Document extract:

*** Block opens ***

A Self‐Powered Bioelectronic Suture via Hybrid Laser Treatment

A self-powered bioelectronic suture composed of conductive composite enables real-time tension monitoring. Hybrid laser processing, combining continuous wave laser-induced phase separation and femtosecond laser-engraved microstructures, greatly enhances electro-mechanical properties and triboelectric sensing performance. By providing dynamic quantitative feedback, the proposed suture improves wound closure quality, reduces postoperative complications, and advances bioelectronic applications in surgical practice.

*** Block closes ***

Records supplied:
*** Block opens ***

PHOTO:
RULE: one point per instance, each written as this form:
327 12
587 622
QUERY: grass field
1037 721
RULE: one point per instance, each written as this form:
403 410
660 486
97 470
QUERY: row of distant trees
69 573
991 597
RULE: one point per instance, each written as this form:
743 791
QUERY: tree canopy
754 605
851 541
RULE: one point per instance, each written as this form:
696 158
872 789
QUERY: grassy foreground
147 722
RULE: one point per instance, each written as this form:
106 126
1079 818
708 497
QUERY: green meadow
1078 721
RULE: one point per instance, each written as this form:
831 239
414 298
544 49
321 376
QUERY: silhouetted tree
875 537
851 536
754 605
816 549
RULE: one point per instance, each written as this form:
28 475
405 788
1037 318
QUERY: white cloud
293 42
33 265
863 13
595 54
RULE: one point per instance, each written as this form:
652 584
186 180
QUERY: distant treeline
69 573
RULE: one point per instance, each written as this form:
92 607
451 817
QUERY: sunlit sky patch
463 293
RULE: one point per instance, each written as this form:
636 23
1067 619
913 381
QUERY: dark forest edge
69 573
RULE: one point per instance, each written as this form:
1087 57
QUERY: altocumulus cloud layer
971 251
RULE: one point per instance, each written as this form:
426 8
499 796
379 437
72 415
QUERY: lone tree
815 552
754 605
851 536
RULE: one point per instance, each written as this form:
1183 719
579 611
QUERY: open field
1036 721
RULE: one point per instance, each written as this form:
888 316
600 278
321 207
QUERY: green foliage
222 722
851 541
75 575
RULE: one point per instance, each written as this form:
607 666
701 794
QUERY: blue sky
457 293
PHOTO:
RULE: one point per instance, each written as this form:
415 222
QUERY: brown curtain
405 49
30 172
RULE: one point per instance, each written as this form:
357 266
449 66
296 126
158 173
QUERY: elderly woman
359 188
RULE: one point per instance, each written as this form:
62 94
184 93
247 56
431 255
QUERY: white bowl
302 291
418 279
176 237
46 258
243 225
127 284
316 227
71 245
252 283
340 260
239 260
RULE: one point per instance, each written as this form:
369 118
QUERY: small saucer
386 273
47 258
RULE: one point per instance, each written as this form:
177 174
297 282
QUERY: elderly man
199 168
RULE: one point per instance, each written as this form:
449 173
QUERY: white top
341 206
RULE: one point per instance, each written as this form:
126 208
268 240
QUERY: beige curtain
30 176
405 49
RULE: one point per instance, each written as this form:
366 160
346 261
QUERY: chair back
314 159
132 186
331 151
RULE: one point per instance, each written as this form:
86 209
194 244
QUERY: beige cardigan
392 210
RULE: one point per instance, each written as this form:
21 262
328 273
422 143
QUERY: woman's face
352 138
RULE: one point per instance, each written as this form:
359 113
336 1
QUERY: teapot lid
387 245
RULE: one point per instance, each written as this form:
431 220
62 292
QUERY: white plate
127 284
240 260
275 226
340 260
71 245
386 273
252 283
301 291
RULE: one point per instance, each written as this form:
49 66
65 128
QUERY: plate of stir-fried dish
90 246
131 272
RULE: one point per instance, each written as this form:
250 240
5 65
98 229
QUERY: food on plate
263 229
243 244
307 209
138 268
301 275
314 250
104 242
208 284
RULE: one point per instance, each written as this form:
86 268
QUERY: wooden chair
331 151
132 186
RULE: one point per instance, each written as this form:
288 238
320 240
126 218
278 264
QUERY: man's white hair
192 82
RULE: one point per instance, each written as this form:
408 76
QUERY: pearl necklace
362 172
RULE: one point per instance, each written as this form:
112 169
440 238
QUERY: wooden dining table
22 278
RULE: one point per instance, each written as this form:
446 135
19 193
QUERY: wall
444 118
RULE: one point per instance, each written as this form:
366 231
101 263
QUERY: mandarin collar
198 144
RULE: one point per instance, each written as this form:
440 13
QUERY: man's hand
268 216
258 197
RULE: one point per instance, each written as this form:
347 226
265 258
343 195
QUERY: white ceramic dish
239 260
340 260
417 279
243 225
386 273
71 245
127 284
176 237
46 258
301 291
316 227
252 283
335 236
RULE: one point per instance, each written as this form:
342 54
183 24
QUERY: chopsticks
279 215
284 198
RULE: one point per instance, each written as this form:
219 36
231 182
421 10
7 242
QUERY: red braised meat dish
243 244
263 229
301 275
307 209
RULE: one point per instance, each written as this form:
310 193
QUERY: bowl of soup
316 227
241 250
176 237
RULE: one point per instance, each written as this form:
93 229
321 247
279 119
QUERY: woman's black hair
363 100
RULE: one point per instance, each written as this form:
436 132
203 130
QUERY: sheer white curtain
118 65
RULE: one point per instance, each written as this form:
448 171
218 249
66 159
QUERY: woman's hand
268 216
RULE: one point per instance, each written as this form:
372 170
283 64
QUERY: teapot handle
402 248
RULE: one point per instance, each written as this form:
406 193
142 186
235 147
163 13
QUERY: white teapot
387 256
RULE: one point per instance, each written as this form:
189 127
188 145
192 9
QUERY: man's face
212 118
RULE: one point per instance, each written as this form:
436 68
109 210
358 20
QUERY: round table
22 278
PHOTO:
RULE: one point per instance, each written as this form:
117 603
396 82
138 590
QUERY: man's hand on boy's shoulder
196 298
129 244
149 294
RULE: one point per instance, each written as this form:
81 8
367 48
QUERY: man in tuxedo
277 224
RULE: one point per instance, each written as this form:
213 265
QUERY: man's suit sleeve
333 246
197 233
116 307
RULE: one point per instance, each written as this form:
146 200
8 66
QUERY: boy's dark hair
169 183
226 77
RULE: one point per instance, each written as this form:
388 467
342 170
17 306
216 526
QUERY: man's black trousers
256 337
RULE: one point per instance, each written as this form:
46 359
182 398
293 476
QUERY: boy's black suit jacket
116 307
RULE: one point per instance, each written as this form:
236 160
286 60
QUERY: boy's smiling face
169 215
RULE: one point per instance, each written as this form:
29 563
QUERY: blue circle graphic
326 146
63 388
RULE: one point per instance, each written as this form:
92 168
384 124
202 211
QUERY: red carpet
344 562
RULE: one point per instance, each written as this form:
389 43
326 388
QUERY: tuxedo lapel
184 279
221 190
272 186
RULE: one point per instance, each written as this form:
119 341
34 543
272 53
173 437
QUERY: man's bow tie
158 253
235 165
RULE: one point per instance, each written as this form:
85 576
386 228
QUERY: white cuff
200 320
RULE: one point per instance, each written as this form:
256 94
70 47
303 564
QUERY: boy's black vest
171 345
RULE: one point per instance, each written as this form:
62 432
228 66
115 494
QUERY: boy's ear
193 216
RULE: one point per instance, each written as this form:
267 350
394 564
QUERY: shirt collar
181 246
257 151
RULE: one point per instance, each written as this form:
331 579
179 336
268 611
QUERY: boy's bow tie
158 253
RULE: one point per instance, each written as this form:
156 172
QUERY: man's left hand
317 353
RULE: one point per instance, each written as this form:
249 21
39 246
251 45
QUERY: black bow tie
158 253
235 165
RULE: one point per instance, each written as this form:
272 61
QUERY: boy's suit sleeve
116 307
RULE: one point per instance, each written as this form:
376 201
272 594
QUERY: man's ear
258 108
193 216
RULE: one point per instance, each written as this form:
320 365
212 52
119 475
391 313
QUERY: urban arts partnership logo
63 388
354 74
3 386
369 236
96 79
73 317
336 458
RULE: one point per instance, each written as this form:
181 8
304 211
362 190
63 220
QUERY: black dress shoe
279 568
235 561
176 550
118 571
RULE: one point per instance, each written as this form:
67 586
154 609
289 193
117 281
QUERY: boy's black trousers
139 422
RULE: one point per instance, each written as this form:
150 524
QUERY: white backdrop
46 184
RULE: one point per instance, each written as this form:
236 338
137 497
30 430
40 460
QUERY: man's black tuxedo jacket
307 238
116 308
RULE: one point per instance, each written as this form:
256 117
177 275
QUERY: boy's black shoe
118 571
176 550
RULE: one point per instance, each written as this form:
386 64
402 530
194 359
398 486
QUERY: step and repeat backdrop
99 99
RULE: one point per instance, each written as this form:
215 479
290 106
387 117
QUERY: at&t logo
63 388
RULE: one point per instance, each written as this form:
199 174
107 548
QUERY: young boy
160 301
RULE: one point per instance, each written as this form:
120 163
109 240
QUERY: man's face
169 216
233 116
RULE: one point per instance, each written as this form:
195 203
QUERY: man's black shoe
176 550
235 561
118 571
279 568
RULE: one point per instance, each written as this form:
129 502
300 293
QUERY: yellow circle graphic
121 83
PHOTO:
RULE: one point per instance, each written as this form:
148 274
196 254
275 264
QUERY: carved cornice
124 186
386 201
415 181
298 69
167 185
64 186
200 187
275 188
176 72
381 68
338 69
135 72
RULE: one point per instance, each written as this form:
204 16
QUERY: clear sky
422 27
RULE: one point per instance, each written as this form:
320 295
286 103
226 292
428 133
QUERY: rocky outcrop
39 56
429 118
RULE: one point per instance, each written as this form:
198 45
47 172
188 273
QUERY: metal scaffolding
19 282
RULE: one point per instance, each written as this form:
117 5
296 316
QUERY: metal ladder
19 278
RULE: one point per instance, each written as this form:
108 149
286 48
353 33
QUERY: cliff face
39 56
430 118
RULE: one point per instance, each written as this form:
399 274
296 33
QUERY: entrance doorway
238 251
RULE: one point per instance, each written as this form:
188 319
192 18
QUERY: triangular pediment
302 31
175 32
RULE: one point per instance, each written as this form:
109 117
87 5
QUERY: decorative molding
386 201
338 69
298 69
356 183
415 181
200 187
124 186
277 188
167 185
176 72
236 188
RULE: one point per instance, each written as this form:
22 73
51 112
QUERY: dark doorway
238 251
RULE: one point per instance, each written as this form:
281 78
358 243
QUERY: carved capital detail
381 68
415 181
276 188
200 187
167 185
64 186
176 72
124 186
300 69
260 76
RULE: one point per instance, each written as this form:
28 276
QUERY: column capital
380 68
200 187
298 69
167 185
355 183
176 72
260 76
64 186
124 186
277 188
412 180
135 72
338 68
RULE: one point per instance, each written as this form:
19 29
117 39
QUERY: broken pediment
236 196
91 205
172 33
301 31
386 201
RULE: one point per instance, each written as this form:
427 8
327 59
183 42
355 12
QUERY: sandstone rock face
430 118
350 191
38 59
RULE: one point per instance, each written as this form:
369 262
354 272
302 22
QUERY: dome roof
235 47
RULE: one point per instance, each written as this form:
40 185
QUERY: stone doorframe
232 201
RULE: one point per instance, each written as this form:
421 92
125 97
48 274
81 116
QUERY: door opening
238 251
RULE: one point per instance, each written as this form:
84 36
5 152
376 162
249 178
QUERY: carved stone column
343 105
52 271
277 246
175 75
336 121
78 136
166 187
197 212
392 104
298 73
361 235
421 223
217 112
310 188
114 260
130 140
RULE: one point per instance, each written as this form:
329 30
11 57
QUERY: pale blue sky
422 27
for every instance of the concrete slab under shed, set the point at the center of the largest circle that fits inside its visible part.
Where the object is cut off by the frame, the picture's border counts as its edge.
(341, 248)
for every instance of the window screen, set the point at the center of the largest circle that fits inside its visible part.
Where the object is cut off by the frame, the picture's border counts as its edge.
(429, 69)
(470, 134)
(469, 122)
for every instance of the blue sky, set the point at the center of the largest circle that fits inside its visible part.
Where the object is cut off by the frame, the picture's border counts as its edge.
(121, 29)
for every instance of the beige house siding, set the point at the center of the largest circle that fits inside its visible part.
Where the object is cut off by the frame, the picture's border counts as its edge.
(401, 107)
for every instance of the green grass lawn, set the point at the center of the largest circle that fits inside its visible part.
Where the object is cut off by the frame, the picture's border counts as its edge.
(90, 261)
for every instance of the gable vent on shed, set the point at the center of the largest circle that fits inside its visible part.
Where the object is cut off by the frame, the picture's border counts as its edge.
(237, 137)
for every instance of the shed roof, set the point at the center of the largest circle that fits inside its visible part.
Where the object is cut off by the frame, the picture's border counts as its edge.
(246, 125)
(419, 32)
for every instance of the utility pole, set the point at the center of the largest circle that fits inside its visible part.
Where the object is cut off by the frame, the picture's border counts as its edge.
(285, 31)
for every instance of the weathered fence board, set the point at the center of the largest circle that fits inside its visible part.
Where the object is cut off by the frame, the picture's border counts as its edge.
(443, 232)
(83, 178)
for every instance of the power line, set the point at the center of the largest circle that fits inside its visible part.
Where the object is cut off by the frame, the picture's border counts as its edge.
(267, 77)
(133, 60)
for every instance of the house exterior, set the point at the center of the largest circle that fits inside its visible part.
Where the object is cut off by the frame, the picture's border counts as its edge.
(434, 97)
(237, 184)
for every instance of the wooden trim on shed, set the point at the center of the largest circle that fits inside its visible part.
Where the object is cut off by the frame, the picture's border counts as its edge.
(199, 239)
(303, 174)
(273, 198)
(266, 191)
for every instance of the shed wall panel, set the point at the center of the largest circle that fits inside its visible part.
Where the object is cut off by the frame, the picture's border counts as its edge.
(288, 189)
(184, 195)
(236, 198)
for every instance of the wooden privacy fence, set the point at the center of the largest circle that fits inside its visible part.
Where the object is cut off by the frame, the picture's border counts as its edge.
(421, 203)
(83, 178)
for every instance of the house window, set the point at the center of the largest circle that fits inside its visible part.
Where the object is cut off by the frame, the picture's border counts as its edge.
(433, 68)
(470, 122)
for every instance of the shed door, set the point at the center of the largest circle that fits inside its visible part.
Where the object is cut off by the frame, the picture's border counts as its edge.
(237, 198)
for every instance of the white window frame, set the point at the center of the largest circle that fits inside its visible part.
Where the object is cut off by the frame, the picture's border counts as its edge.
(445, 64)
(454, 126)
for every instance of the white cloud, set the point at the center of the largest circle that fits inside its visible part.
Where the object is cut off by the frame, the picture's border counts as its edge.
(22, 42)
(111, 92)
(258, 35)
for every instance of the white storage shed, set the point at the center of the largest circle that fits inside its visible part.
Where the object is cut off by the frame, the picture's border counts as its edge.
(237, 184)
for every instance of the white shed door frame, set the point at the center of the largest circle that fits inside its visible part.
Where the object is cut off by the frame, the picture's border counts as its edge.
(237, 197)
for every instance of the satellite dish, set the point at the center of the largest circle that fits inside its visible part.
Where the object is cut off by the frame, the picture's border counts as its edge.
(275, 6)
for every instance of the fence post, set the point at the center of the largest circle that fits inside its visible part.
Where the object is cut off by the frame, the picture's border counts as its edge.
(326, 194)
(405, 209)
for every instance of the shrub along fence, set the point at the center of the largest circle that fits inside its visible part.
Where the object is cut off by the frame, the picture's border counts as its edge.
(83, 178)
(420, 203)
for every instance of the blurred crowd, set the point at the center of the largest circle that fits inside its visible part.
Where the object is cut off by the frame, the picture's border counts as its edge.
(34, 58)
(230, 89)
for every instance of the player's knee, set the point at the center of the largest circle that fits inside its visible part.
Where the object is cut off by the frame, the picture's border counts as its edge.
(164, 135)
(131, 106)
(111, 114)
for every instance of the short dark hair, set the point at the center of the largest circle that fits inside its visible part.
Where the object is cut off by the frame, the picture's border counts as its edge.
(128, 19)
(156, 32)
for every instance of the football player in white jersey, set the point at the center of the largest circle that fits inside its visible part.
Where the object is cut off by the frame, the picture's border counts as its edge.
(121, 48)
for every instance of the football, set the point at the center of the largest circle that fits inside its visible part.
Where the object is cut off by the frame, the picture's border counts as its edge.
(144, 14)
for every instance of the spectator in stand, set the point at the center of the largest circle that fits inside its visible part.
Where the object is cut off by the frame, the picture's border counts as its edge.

*** Block closes ***

Prompt 1:
Answer these questions from the bioelectronic suture abstract:
(a) What does the suture monitor in real time?
(b) Which two laser techniques make up the hybrid laser processing?
(c) What three effects on surgical outcomes or practice does the abstract attribute to the suture's quantitative feedback?
Prompt 2:
Write a continuation of the bioelectronic suture abstract, starting right after its final sentence.

Written reply 1:
(a) Tension.
(b) Continuous wave laser-induced phase separation and femtosecond laser-engraved microstructures.
(c) It improves wound closure quality, reduces postoperative complications, and advances bioelectronic applications in surgical practice.

Written reply 2:
Abstract

Appropriate suture tension is crucial for effective wound healing, as improper tension may lead to wound dehiscence or ischemia. Advances in bioelectronic sutures enable monitoring and therapy, but reliance on external power or complex circuits limits their use in long-term and minimally invasive applications. Herein, a self-powered bioelectronic suture (B-suture) is reported that enables real-time tension monitoring during suturing. The B-suture integrates a conductive composite within a capillary structure. Hybrid laser processing, combining continuous wave laser-induced phase separation and femtosecond laser-engraved microstructures, greatly enhances electro-mechanical properties and triboelectric sensing performance. The triboelectric nanogenerator-based principle enables tension detection in the 0–2 N range. In vitro and in vivo evaluations demonstrate biocompatibility and precise monitoring of suturing tightness. By providing real-time quantitative feedback, the proposed B-suture affords to improve wound closure quality, reduce postoperative complications, and advance bioelectronic applications in surgical practice.